╔══

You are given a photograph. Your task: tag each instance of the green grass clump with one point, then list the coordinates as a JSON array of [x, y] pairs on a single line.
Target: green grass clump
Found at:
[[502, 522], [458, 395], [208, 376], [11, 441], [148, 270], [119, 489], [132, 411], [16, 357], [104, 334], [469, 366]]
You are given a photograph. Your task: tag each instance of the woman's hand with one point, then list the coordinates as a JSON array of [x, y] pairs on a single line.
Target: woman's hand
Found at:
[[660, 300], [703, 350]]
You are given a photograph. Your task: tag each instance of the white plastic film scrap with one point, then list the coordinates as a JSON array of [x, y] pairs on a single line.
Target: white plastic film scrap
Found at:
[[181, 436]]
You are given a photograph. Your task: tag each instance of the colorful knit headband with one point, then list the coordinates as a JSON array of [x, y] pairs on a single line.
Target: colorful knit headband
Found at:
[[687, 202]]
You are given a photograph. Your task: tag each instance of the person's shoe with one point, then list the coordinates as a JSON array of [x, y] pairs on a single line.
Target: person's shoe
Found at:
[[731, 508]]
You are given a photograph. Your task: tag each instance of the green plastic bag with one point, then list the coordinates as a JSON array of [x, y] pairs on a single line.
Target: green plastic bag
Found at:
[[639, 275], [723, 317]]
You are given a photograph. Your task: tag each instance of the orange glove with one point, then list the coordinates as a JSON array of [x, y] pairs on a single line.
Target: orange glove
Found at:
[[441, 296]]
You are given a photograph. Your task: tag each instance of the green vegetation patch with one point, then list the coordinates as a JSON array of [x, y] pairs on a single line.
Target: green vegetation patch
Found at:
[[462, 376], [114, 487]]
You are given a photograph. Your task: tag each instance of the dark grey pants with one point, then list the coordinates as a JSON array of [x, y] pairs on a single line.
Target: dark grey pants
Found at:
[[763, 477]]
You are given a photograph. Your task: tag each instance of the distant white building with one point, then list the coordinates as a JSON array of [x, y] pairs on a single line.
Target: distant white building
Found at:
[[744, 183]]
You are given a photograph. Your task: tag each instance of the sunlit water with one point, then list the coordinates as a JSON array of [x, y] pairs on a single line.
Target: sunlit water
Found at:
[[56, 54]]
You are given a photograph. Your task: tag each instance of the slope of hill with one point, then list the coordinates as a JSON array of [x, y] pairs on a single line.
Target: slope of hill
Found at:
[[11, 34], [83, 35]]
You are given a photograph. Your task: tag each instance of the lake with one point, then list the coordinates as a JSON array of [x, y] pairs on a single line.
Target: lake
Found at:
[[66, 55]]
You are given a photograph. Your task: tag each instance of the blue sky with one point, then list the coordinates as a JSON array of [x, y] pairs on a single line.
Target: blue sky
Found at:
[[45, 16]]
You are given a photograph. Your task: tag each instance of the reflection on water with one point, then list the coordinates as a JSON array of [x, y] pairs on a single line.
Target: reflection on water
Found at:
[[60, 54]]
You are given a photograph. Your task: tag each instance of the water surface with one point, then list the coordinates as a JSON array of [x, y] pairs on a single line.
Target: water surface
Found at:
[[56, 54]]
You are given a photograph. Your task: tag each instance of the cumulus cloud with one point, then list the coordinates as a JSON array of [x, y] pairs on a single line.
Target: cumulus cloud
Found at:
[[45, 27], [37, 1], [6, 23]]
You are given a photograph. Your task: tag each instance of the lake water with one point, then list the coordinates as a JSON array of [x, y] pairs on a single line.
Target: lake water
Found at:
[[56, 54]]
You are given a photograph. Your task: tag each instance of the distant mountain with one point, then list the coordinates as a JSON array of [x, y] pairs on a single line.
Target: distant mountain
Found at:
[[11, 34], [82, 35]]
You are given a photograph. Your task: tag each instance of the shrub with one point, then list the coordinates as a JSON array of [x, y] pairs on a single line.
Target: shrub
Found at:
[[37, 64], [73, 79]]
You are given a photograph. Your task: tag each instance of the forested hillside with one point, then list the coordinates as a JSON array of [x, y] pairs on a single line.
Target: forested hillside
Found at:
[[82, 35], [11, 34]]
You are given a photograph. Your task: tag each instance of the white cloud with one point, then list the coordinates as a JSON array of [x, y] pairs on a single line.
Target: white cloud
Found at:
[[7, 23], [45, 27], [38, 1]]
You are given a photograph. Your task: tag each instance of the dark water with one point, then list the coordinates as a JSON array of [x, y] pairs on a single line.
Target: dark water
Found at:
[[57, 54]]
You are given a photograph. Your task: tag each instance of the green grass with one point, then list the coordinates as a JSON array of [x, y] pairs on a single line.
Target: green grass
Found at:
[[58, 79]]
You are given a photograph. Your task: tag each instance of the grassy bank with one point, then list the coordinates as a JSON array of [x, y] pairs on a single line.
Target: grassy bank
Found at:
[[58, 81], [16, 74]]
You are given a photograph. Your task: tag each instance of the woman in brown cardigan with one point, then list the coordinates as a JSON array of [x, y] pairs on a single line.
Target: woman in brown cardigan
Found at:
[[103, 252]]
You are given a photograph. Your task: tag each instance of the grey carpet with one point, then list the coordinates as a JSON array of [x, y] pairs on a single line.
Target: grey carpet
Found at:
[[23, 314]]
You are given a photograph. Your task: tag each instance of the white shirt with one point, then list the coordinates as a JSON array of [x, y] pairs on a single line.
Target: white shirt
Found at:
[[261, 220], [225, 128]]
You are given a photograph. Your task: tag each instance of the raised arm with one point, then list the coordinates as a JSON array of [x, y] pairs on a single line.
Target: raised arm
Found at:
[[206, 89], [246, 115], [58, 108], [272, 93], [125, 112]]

╚══

* [Stated problem] Rewrite all of the data above, swapping "Found at" for "Located at" and leaving everything else unchanged.

* [Answer for the task]
You are given a photograph. Your task: tag each instance of the green grass clump with one point, then list the coordinates as a JSON array of [x, y] pairs on a single line.
Target: green grass clump
Located at:
[[502, 522], [458, 395], [208, 376], [11, 441], [148, 270], [119, 489], [132, 411], [16, 357], [104, 334], [469, 366]]
You are given a photograph. Your task: tag each instance of the woman's hand with one point, then list the coordinates as a JSON array of [x, y] pairs on a single line.
Target: woman's hand
Located at:
[[660, 300], [703, 350]]
You are given a photograph. Your task: tag each instance of the white plastic film scrap with one point, then list the coordinates as a JSON array of [x, y] pairs on a single line.
Target: white plastic film scrap
Located at:
[[181, 436]]
You are given a photograph. Your task: tag each instance of the colorful knit headband with one point, then list the coordinates as a JSON array of [x, y] pairs on a single line.
Target: colorful knit headband
Located at:
[[687, 202]]
You are given a photograph. Your task: tag each instance of the person's shoe with one point, then list the coordinates as a JSON array of [x, y] pairs on a single line.
Target: person's shoe
Located at:
[[731, 508]]
You are given a photograph. Your task: tag each instance of the green plastic bag with one point, then list the coordinates as a JSON array of [x, y] pairs on a single line.
Target: green plastic bag
Located at:
[[639, 275], [723, 317]]
You are given a photograph. Your task: tag each instance of the orange glove with one point, then list the coordinates as a JSON array of [x, y] pairs on a single line.
Target: orange glove
Located at:
[[441, 296]]
You are given a photograph. Your task: tag each instance of the green vegetation patch with one point, then list the coordinates as a JSON array of [x, y] pairs on a single line.
Target: green vegetation patch
Located at:
[[462, 376], [114, 487]]
You are given a photograph. Your task: tag each instance of the dark grey pants with one point, then list the coordinates as a JSON array of [x, y] pairs on a single line.
Target: dark grey pants
Located at:
[[763, 477]]
You are given a photograph. Your task: tag each instance of the distant white building with one point, then list the coordinates as a JSON array of [x, y] pairs on a single line.
Target: distant white building
Located at:
[[744, 183]]
You are given a photograph. Your task: tag each instance of the sunlit water with one point, then list the coordinates as a JSON array of [x, y] pairs on a single line.
Target: sunlit water
Located at:
[[56, 54]]
You are given a photograph. Your task: tag each instance of the slope of hill with one point, then list the coordinates as a JSON array of [x, y] pairs on a single line.
Target: slope of hill
Located at:
[[11, 34], [83, 35]]
You are given a photograph. Your task: tag each instance of the lake with one point, then list the coordinates as a JSON array of [x, y] pairs on a single line.
Target: lake
Located at:
[[66, 55]]
You are given a photograph. Your task: tag each instance of the blue sky with one point, then list the coordinates as a JSON array of [x, y] pairs on a single line.
Target: blue sky
Located at:
[[45, 16]]
You are given a photograph. Your task: tag each instance of the reflection on water with one point, then list the coordinates as a JSON array of [x, y] pairs on a single line.
Target: reflection on water
Located at:
[[60, 54]]
You are given a photograph. Your task: tag each instance of the water surface with one point, then list the coordinates as a JSON array of [x, y] pairs on a single line.
Target: water surface
Located at:
[[56, 54]]
You are given a photograph. Your task: tag each instance of the cumulus cloud with one point, then list the coordinates as a JSON array of [x, y] pairs on a single line.
Target: cumulus cloud
Located at:
[[45, 27], [37, 1], [6, 23]]
You are given a photograph. Your task: tag each instance of the lake water with one point, then list the coordinates as a JSON array of [x, y] pairs on a single line.
Target: lake water
Located at:
[[56, 54]]
You are given a photograph. Your task: tag each instance of the distant mountain with one point, then list the coordinates as a JSON array of [x, y] pairs on a single line.
Target: distant mountain
Located at:
[[11, 34], [82, 35]]
You are given a photograph. Your task: tag each instance of the shrub with one point, then list the coordinates as a JSON array of [x, y] pairs on a single line.
Target: shrub
Located at:
[[37, 64], [73, 79]]
You are given a photograph. Your task: tag each instance of the forested hillside with one point, then list the coordinates as a JSON array of [x, y] pairs on a single line.
Target: forested hillside
Located at:
[[82, 35], [11, 34]]
You are given a photograph. Your task: tag each instance of the white cloud with one point, then list the coordinates as a JSON array of [x, y] pairs on a single line.
Target: white cloud
Located at:
[[7, 23], [45, 27], [38, 1]]
You are given a photograph. Your task: tag each instance of the dark water with one point, then list the coordinates as a JSON array of [x, y] pairs on a single line.
Target: dark water
Located at:
[[57, 54]]
You are given a photograph. Your task: tag each instance of the green grass with one point, then list the coordinates as a JSON array of [x, y] pairs on a single line.
Target: green grass
Located at:
[[58, 79]]
You are given a photograph. Your task: tag each instance of the grassy bank with one point, then list the coordinates as a JSON array of [x, y] pairs on a single line.
Target: grassy bank
Located at:
[[58, 81], [16, 74]]
You are given a photograph. Your task: tag each instance of the woman in brown cardigan with one point, then list the coordinates as a JSON array of [x, y] pairs on a single line.
Target: woman in brown cardigan
Located at:
[[103, 252]]
You are given a photograph. Your task: tag each instance of the grey carpet with one point, then list the coordinates as a JSON array of [x, y] pairs on a single line.
Target: grey carpet
Located at:
[[23, 314]]
You are given a photograph. Your task: tag each instance of the white shirt with one point, then list the coordinates as a JSON array of [x, y] pairs on a single line.
Target: white shirt
Located at:
[[261, 220], [225, 128]]
You are given a photograph. Your task: tag each instance of the raised arm with one point, then list the coordinates as a JSON array of [x, y] pairs on a single line.
Target: raised arm
Located at:
[[206, 89], [246, 115], [58, 108], [272, 93], [125, 112]]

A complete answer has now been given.